Start of GIVEN DATA

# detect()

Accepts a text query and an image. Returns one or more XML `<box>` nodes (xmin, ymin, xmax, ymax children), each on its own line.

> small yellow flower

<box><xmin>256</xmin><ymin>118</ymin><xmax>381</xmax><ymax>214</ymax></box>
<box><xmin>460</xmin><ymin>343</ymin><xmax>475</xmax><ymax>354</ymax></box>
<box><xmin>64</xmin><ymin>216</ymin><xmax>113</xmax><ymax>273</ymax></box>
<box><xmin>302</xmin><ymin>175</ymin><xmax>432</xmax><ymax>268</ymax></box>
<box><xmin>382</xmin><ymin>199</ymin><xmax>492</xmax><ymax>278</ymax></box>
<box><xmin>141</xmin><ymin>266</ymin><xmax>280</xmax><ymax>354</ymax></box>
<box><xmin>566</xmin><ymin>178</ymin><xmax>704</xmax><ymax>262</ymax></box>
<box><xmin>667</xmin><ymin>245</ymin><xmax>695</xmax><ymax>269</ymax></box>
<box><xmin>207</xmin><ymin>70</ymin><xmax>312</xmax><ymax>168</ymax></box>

End of GIVEN DATA

EXERCISE PROMPT =
Please copy all of the data above, line for line and without any changes.

SOLUTION FOR THIS PROBLEM =
# detect()

Accepts a text query and an image. Returns one or more XML `<box>` nodes (xmin, ymin, xmax, ymax children), each on its own line.

> small yellow flower

<box><xmin>256</xmin><ymin>118</ymin><xmax>381</xmax><ymax>214</ymax></box>
<box><xmin>460</xmin><ymin>343</ymin><xmax>475</xmax><ymax>354</ymax></box>
<box><xmin>64</xmin><ymin>216</ymin><xmax>113</xmax><ymax>273</ymax></box>
<box><xmin>302</xmin><ymin>175</ymin><xmax>432</xmax><ymax>268</ymax></box>
<box><xmin>382</xmin><ymin>199</ymin><xmax>492</xmax><ymax>278</ymax></box>
<box><xmin>141</xmin><ymin>266</ymin><xmax>280</xmax><ymax>354</ymax></box>
<box><xmin>566</xmin><ymin>178</ymin><xmax>704</xmax><ymax>262</ymax></box>
<box><xmin>667</xmin><ymin>245</ymin><xmax>695</xmax><ymax>269</ymax></box>
<box><xmin>207</xmin><ymin>70</ymin><xmax>312</xmax><ymax>168</ymax></box>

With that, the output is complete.